The gallery will pay a modest rent for a premium location, but Yepa-Pappan reminds, “our presence there is also helping to counter the narrative in there too.”
So it is.
The Marquette Building is located three blocks down East Adams Street from another Chicago icon whose history intersects with the Center for Native Futures.
If you can’t join ‘em, leave ‘em
The Art Institute of Chicago is one of the finest art museums in the world housing masterpieces including Georges Seurat’s A Sunday on La Grande Jatte, Vincent Van Gogh’s The Bedroom and Edward Hopper’s Nighthawks. Its paucity of Native American art, however, is disgraceful.
“We’re just down the street from the Art Institute of Chicago, we can step foot in there as spectators, but we’ve never had our art on their walls and we never get invited to do anything there,” Yepa-Pappan said. “Whenever the Art Institute–if they do bring in a Native artist–they’re artists that don’t have a connection to Chicago. They have this community of Native artists that are just as well known, living right in their front yard, and yet we never get invited. So, here we are now, physically, practically in their front yard, and we’re going to control this, we’re going to have this space where we can show our art and the art of other Native people that we admire.”

DATA EXTRACTS
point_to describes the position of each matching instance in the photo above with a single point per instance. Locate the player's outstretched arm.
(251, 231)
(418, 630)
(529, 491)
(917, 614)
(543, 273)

TASK TO COMPLETE
Repeat everything in the Center for Native Futures text from "The Marquette Building" down to "however, is disgraceful.", word for word. None of the lines above is needed.

RESPONSE TO THE TASK
The Marquette Building is located three blocks down East Adams Street from another Chicago icon whose history intersects with the Center for Native Futures.
If you can’t join ‘em, leave ‘em
The Art Institute of Chicago is one of the finest art museums in the world housing masterpieces including Georges Seurat’s A Sunday on La Grande Jatte, Vincent Van Gogh’s The Bedroom and Edward Hopper’s Nighthawks. Its paucity of Native American art, however, is disgraceful.